PROVIDED PASSAGE start

Our instinct is to protest against the injustices of the world, which is right and proper, but sometimes our instincts can lead us astray and we have to take care that we are not being led down the wrong path. However much good we think we are generating or however much we think God is leading we can and are led astray. This seems to be counter everything that we might think is right. It is often the smallest protest that sparks the road to life and not the major undertakings of change that bring about Christ's freedom in our lives by initiating God's swift deliverance rather than shouldering the issues ourselves (Is 51:5).  The midwives, in the Exodus story, did a small thing, they delayed their coming to the scene of birth and as a result allowed new life into the world contrary to the law.  In allowing life into the world they allowed the seed of hope that was Moses to become a moment of grace and change later in life.  The major protests of the world have been sparked by a small change in someone's attitude, a small protest against and injustice which has slowly built, sometimes over generations. I wonder how many people actually thought that protesting against the incarceration of refugees at off shore processing plants was a dumb idea at the time or get fed up with the protests of those wishing to see change in climate policy?

Are you a midwife of life and faith or selfishness and despair?

PROVIDED PASSAGE end

§ **JOB A**
Decide whether each statement agrees with the reflection on protest above, answering yes or no and quoting the words of the reflection that settle it: (i) the midwives in the Exodus story delayed their coming to the scene of birth; (ii) major undertakings of change, rather than the smallest protest, are what spark the road to life; (iii) the major protests of the world have been sparked by a sweeping change in the law.

INPUT RECORDS start

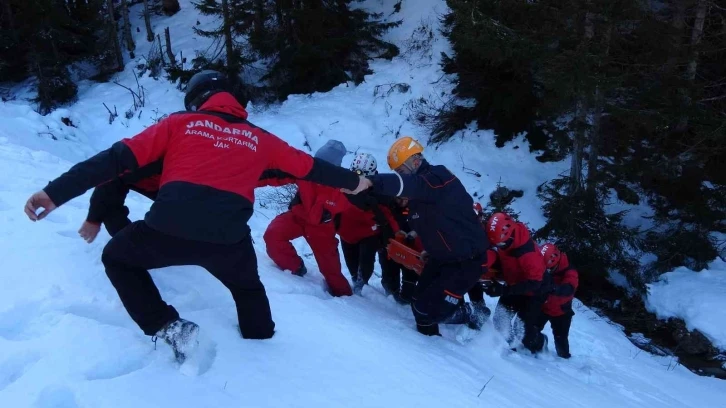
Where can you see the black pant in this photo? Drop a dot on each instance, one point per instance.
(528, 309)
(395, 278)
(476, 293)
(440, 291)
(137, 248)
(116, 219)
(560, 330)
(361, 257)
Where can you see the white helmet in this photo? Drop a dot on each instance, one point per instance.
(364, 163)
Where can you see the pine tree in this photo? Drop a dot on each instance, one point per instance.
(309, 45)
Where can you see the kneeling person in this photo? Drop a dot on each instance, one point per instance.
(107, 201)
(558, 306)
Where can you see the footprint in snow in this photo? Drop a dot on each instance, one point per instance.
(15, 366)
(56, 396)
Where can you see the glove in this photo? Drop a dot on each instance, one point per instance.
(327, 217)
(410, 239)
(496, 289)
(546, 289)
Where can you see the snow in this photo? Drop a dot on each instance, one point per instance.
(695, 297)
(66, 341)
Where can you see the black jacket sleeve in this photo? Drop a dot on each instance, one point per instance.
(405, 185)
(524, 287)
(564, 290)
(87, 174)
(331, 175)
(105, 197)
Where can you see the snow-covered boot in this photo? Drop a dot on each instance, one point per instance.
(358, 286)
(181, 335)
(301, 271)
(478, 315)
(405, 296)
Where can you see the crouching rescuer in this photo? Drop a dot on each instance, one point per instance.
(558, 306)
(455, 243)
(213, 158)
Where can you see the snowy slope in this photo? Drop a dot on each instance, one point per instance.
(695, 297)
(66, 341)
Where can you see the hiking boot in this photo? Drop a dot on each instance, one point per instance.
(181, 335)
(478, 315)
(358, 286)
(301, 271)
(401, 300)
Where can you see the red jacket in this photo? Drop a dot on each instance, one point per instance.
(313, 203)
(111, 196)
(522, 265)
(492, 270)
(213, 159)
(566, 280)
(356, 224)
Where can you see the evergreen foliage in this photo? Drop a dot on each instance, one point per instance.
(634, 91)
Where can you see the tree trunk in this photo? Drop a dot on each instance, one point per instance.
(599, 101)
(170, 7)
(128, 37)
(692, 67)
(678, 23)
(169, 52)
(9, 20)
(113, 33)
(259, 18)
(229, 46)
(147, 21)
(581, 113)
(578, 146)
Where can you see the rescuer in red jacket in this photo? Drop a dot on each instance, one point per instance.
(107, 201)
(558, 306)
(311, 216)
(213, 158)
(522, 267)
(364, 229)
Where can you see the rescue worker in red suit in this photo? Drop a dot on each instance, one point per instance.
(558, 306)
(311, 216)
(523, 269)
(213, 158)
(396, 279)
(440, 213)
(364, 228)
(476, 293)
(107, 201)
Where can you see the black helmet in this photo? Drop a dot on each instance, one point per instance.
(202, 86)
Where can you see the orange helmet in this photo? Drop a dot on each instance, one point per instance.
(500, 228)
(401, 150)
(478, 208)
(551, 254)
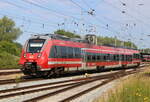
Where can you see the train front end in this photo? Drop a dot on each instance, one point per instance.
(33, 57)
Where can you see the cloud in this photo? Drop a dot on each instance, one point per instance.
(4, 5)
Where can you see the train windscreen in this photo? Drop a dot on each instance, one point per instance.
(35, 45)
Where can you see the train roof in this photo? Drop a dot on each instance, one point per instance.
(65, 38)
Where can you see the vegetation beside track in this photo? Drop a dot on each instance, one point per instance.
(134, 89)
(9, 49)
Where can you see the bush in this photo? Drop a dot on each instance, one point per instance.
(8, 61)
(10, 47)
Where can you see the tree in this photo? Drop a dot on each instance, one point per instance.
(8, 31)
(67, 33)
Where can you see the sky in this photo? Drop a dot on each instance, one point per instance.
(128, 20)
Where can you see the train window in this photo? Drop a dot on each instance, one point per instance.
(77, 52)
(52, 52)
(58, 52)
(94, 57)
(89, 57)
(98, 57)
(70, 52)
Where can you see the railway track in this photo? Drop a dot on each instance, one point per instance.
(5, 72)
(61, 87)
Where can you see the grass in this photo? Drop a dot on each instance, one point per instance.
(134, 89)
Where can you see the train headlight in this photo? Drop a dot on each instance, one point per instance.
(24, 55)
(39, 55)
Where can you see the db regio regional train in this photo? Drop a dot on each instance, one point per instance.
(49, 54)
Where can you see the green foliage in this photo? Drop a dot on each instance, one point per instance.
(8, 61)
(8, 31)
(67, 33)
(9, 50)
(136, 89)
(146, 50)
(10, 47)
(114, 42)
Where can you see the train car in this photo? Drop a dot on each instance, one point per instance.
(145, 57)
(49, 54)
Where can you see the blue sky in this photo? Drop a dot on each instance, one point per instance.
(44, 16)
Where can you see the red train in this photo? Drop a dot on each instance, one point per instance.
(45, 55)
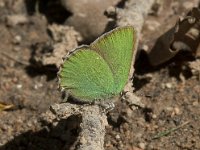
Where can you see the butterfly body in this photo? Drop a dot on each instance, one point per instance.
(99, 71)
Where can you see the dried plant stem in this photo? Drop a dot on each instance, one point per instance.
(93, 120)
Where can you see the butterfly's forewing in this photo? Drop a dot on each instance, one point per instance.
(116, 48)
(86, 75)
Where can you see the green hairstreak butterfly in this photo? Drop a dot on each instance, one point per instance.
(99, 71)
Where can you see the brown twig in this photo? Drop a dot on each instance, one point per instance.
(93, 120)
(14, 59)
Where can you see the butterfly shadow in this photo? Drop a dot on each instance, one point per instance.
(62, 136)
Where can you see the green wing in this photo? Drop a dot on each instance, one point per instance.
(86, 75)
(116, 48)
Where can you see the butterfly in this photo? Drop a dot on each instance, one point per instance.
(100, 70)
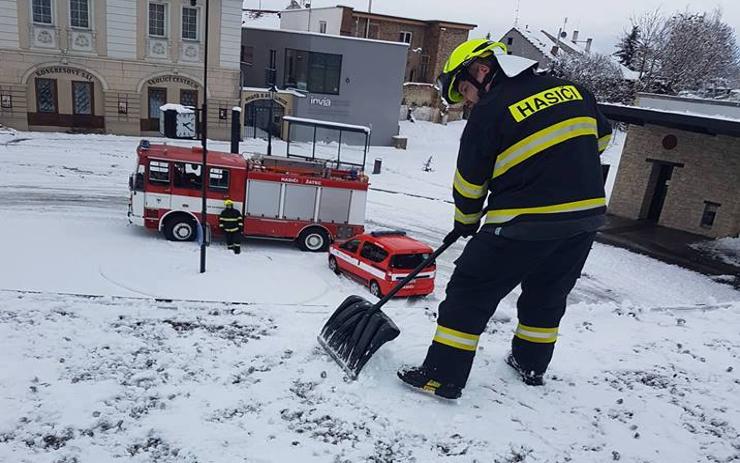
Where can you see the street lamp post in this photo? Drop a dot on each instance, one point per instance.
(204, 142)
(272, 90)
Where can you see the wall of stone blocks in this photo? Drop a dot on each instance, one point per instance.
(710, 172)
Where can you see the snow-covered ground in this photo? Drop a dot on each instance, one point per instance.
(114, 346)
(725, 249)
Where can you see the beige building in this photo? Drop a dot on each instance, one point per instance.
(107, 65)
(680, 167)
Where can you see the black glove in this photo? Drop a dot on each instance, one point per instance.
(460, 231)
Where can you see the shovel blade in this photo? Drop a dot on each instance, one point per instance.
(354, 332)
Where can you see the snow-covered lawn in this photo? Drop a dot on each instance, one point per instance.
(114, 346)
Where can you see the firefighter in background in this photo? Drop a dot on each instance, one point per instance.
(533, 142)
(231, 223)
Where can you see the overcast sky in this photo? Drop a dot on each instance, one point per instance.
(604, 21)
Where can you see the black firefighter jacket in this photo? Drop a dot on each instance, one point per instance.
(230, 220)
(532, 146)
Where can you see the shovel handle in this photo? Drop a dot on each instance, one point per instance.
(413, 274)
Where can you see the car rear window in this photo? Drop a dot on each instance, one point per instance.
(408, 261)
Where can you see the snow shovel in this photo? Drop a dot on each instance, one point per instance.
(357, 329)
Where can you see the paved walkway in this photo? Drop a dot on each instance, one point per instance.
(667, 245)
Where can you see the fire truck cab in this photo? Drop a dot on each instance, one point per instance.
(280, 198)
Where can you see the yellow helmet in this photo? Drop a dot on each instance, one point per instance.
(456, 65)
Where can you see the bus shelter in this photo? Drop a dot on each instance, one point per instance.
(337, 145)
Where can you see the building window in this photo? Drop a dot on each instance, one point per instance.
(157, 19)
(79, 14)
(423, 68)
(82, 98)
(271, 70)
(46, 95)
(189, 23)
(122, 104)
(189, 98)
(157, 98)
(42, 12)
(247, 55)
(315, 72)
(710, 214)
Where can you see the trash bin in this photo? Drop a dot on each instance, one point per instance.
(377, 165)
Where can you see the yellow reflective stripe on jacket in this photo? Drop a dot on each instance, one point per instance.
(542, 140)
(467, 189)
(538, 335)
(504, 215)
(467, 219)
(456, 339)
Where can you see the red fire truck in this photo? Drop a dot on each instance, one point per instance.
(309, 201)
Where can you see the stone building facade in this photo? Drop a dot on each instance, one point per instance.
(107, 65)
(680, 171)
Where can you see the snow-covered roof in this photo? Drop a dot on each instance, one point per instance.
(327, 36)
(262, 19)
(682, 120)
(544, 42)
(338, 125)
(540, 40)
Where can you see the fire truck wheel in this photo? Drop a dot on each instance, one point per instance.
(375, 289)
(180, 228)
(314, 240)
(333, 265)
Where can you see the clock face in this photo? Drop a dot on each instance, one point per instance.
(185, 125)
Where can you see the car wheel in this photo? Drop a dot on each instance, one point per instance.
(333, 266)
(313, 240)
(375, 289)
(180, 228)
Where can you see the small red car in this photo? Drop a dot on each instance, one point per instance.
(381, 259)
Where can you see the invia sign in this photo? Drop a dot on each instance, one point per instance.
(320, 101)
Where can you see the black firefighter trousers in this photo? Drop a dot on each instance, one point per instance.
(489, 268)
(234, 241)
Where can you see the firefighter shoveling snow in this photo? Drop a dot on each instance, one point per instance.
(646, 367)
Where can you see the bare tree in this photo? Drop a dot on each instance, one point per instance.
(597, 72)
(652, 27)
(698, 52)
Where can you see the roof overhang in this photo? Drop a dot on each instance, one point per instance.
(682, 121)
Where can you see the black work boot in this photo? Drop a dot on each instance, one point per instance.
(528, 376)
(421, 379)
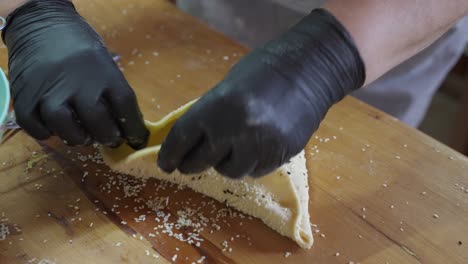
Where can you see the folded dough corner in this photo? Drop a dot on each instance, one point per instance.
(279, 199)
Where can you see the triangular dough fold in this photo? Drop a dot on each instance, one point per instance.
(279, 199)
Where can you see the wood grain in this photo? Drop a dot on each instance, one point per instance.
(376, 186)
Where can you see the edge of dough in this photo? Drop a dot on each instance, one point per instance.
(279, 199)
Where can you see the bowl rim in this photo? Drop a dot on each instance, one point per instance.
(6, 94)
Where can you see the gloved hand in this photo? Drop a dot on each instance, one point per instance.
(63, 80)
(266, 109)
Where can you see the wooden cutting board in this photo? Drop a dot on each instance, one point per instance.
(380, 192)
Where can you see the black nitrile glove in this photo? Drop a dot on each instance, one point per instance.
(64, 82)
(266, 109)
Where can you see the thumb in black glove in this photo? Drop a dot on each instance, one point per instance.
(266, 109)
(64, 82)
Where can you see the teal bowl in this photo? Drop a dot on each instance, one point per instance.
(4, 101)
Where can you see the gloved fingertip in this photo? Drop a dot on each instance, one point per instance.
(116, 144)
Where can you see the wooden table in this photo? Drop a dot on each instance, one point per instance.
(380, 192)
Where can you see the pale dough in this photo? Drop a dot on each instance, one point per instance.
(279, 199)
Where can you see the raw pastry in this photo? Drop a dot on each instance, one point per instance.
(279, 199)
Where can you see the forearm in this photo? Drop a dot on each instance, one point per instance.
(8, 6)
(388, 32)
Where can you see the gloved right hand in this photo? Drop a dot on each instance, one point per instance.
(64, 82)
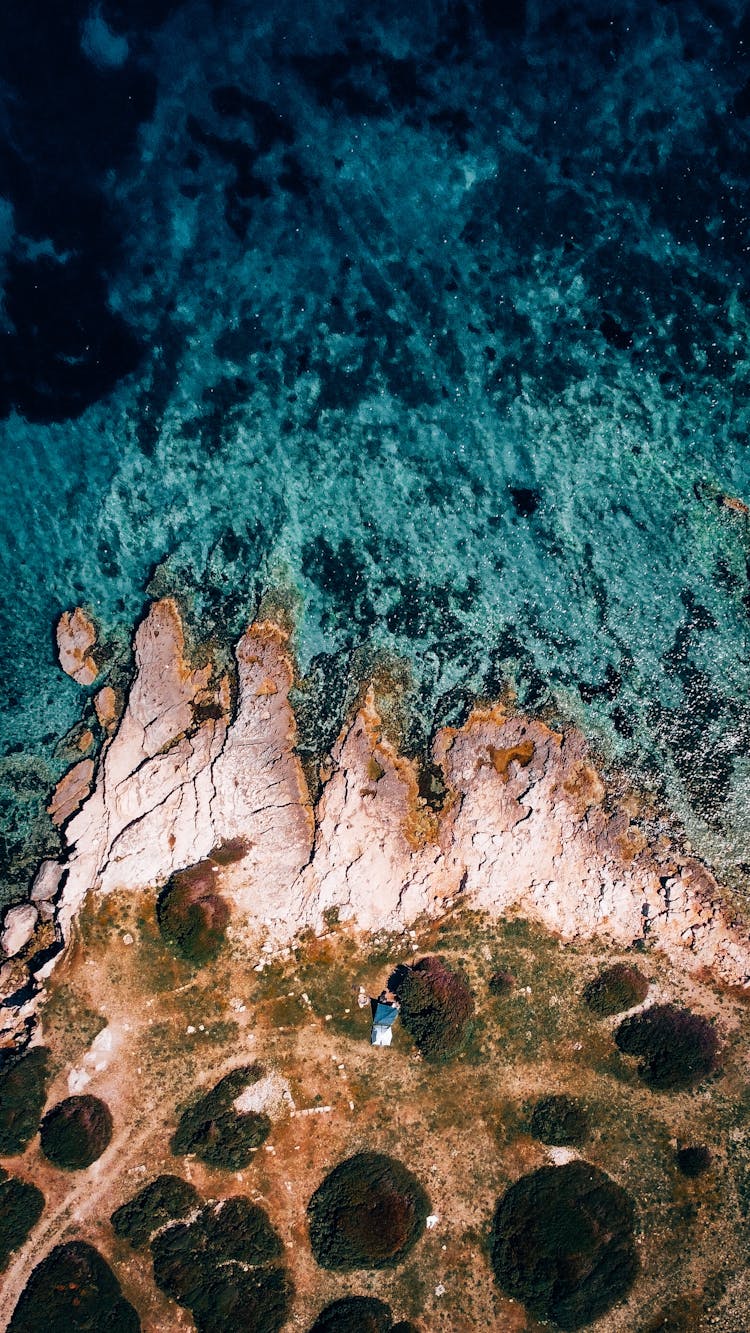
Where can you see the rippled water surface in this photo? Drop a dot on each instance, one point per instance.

INPUT RECORDS end

§ **JOB B**
Work out how many lines of the records contain the string "boot", and give only that number.

§ **PROBLEM SOLUTION A**
(i) Yes: "they delayed their coming to the scene of birth"
(ii) No: "It is often the smallest protest that sparks the road to life and not the major undertakings of change"
(iii) No: "The major protests of the world have been sparked by a small change in someone's attitude"

§ **PROBLEM SOLUTION B**
3